Why Should I Get a Personal Clinical Pharmacist?
Updated: Mar 8, 2022
Medication Therapy Management Services for Patient Needs
As a pharmacist working with an insurance company, I often get asked about the value of a personal clinical pharmacist. I know that most people feel their healthcare team has them pretty well covered. They have a local pharmacy that takes care of them and a doctor's office that also handles many of their concerns. So, why do I need a Medication Therapy Management pharmacist as well?
In the current healthcare environment, our local pharmacies and doctor offices are understaffed and busy just trying to get through the day. Talking to a pharmacist who actually has time to spend with you and deep knowledge about your medications has a lot of advantages. As the patient, you are the only one that knows exactly which medications you are taking and how and when you're taking them. When a pharmacist talks directly to you, it provides so much more information than looking at a chart. For example, we can spend a few minutes discussing how the medications are actually working for you and look for ways to improve things when needed. I also like to spend time exploring ways to save you money or make your medication regimen easier.
Roger, the Vietnam Vet
I had a patient this last month; let’s call him “Roger." He is a Vietnam veteran who got his medication from his local pharmacy and from the VA. He was getting his labs done regularly, but his thyroid levels were all over the place, and no one could figure out what was going on. He also wasn’t feeling well. I visited with Roger on the phone. We went over his medications, and we discovered together that while he was getting his thyroid medication from the VA, he was also getting another thyroid medication at his local pharmacy. Thus, he was taking double the amount he needed and doing this can cause weight loss, anxiety and arrhythmias. Because the names were different and the pills looked different, he thought they were two different medications. By spending a few minutes on the phone together, we were able to make him feel much better and it was such an easy thing to fix.

[Point-per-instance localization data]
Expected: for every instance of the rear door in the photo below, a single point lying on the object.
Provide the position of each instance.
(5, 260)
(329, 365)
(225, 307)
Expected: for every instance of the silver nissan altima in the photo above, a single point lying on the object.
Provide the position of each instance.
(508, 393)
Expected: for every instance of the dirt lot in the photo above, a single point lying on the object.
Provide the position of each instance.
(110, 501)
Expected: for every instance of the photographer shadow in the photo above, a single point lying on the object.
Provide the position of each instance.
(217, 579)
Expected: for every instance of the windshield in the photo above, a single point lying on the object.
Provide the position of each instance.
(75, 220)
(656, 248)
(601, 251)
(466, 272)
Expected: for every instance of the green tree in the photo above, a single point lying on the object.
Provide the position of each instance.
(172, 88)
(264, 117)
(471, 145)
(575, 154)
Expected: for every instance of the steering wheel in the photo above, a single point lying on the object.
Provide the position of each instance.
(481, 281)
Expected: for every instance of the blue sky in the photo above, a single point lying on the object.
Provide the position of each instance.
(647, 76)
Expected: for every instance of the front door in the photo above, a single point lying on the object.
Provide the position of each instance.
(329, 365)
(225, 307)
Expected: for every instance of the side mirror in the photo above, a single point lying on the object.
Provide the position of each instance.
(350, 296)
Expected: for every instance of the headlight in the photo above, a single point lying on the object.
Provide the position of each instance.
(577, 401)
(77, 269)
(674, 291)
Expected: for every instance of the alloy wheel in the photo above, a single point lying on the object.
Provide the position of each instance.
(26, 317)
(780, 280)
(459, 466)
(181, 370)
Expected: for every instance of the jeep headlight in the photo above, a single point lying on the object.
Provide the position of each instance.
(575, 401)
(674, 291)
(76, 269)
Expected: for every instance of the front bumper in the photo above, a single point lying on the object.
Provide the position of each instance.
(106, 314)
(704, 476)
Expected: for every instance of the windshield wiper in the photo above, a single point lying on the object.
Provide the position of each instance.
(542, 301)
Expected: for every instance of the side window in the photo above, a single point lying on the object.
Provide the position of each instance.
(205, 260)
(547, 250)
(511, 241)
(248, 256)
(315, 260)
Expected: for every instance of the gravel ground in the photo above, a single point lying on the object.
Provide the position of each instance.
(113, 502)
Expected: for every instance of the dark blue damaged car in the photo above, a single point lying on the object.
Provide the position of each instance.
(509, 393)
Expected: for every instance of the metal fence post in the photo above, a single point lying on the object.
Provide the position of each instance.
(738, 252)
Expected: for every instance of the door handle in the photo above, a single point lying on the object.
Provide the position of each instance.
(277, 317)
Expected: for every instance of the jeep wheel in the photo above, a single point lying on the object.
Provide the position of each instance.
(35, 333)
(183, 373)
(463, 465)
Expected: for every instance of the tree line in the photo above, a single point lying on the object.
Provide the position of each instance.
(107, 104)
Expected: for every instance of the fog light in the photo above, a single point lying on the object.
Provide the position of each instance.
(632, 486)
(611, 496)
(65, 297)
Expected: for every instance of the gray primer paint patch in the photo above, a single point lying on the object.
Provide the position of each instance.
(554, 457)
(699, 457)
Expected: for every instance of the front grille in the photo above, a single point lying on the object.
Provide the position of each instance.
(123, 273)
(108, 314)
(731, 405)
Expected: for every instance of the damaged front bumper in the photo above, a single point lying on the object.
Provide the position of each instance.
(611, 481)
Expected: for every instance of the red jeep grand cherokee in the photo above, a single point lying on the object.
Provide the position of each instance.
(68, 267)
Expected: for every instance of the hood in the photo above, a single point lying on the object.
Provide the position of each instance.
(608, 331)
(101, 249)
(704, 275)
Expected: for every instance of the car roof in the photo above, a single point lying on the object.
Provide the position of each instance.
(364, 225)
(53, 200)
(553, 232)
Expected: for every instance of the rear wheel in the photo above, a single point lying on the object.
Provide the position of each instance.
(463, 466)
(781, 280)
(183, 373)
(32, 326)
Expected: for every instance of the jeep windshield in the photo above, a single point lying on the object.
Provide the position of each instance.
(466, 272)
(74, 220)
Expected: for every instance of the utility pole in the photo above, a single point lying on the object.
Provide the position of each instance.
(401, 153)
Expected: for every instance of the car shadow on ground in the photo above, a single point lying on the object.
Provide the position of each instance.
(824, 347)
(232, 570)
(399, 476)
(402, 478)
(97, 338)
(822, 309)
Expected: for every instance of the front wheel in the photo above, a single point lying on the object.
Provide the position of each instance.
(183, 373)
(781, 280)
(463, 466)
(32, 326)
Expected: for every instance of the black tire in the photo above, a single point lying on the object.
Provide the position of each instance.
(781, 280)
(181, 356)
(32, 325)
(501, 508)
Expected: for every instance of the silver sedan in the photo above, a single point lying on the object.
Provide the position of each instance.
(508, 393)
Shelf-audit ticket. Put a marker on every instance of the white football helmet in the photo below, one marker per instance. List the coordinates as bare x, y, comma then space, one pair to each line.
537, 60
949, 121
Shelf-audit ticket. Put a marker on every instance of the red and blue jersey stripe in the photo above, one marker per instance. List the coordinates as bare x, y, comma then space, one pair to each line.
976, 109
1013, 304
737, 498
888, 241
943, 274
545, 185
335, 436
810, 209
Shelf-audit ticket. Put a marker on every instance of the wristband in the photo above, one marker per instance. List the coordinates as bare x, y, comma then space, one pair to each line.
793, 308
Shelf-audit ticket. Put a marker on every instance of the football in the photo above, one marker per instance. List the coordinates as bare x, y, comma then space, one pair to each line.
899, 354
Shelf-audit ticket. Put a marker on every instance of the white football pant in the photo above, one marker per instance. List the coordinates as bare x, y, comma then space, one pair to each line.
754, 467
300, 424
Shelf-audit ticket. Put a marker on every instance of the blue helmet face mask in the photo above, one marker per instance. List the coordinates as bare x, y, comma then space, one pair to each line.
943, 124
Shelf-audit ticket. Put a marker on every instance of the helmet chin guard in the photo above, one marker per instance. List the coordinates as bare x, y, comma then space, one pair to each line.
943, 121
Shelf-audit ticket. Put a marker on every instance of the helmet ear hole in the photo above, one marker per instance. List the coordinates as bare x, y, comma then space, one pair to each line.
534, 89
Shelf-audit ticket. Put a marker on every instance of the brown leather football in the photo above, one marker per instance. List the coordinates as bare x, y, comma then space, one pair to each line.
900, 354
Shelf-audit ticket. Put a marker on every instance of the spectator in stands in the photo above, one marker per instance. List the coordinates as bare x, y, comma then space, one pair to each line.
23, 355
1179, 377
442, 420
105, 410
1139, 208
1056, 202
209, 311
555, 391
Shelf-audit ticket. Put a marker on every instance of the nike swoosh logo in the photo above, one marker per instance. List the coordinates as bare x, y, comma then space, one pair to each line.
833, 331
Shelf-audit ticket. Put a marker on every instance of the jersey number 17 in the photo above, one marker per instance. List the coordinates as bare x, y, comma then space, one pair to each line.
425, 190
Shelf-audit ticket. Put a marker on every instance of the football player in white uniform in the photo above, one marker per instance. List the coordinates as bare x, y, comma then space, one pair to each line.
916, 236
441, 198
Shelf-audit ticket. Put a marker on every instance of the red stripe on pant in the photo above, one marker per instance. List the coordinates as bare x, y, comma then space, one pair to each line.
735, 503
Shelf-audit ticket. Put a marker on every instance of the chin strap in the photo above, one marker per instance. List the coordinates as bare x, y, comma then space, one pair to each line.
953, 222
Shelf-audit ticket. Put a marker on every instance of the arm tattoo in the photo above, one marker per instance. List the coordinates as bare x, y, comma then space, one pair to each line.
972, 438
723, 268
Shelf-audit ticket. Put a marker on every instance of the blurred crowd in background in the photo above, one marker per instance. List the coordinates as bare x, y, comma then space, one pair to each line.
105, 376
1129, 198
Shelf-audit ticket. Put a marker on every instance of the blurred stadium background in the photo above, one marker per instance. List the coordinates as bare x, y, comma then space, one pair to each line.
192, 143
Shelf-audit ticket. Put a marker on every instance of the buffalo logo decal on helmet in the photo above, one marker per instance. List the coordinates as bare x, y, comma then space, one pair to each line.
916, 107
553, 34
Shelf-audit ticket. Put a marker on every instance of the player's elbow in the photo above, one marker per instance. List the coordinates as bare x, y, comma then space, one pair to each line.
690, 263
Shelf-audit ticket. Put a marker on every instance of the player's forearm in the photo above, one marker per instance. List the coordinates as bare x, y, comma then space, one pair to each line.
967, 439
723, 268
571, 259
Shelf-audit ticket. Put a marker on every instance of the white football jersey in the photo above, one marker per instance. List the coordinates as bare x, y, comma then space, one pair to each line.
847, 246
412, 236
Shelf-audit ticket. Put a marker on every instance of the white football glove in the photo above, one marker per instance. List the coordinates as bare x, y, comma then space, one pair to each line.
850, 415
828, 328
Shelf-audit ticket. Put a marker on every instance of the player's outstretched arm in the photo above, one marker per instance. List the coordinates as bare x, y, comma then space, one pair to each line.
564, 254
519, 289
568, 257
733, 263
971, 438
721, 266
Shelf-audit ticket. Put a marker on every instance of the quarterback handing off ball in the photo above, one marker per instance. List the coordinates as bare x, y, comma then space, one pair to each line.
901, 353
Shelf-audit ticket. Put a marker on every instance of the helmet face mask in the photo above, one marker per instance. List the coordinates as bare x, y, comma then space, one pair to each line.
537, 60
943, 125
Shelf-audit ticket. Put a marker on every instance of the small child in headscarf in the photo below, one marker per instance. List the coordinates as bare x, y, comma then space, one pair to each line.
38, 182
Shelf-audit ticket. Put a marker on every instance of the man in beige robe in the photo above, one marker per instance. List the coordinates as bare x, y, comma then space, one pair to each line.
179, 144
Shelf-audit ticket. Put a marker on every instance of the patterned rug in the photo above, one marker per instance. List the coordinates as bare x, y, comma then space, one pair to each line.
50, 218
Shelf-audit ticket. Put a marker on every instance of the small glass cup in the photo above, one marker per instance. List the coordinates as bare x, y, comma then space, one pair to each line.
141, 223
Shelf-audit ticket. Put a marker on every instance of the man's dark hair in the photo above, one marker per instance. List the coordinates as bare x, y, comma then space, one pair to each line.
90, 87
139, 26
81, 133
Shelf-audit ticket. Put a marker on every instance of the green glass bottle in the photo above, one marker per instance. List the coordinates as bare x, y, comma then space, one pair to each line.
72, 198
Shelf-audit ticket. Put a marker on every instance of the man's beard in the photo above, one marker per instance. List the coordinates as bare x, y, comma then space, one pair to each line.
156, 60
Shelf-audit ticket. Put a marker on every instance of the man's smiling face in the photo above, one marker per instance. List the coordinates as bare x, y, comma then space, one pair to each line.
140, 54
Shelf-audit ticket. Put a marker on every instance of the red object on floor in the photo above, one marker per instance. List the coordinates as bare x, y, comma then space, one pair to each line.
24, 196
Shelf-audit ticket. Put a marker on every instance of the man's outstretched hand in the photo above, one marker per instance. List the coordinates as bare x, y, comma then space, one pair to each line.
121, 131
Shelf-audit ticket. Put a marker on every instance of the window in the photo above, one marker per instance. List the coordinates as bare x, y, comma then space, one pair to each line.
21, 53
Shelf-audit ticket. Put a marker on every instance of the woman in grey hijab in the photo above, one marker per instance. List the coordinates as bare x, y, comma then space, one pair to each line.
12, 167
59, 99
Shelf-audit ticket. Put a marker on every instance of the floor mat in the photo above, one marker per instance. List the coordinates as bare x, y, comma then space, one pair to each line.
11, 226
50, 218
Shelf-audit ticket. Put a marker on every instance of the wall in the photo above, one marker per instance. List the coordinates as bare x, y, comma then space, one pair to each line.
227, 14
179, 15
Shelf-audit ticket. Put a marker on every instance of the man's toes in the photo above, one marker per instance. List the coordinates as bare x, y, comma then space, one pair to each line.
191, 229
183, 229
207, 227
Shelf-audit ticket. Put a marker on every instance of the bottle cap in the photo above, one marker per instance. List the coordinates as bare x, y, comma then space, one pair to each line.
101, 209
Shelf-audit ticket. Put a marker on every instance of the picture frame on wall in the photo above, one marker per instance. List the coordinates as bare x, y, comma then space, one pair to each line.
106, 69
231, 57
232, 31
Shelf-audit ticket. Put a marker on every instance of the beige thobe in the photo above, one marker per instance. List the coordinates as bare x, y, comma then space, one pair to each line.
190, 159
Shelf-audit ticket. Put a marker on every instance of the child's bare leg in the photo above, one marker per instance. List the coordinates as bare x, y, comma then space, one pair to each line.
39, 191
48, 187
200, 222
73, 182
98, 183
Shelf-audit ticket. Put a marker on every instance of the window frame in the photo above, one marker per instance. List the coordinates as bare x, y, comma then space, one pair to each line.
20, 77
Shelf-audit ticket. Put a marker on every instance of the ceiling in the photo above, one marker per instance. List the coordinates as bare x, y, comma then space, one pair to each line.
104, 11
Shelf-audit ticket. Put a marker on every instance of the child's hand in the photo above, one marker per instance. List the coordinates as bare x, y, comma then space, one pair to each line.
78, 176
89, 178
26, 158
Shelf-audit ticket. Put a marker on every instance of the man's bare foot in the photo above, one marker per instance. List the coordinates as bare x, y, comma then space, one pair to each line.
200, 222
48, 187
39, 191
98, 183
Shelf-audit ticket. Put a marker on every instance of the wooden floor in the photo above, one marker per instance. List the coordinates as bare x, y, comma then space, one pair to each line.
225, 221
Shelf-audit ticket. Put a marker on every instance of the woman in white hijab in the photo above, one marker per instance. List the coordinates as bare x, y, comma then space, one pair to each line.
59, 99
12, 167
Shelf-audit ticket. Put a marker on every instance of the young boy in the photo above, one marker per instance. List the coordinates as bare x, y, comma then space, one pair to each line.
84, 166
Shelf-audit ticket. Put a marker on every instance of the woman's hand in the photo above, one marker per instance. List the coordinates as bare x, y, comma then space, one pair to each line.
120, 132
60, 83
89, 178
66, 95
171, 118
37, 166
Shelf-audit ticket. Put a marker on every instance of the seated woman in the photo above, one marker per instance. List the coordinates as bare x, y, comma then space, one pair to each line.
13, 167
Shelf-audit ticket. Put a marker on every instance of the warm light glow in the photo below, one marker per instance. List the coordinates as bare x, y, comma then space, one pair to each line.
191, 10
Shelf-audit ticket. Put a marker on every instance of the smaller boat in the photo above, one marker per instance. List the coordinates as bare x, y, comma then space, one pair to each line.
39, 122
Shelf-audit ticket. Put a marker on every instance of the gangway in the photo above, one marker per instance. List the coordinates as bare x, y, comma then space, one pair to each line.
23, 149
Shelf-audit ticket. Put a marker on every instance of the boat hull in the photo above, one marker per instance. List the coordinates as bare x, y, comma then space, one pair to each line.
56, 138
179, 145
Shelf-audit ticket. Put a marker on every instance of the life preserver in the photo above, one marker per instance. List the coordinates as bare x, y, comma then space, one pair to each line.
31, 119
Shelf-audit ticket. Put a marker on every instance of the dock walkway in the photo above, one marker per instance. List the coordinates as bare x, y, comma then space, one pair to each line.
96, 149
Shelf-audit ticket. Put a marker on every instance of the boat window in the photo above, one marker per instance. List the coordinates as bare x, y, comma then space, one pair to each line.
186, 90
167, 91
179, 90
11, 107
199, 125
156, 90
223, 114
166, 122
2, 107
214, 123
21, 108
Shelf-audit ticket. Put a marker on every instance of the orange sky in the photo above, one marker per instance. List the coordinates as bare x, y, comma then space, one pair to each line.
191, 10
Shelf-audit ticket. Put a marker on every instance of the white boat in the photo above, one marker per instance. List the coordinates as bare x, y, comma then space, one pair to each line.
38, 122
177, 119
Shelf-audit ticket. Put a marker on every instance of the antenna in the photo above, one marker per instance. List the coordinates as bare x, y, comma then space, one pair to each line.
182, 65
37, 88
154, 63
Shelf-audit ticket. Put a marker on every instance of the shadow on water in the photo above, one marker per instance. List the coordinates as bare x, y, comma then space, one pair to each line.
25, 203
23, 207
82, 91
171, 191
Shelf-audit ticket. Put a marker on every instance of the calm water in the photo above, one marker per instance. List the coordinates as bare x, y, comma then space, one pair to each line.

Exercise goal:
Decide whether each statement below agrees with the article on personal clinical pharmacists, answering yes or no and quoting the deciding words of the article: 1. Roger obtained medication from both a local pharmacy and the VA. 2. Roger had his labs done only rarely. 3. Roger took the two thyroid medications to be different because their names and appearance differed.

Result of the task:
1. Yes: "who got his medication from his local pharmacy and from the VA."
2. No: "He was getting his labs done regularly"
3. Yes: "Because the names were different and the pills looked different, he thought they were two different medications."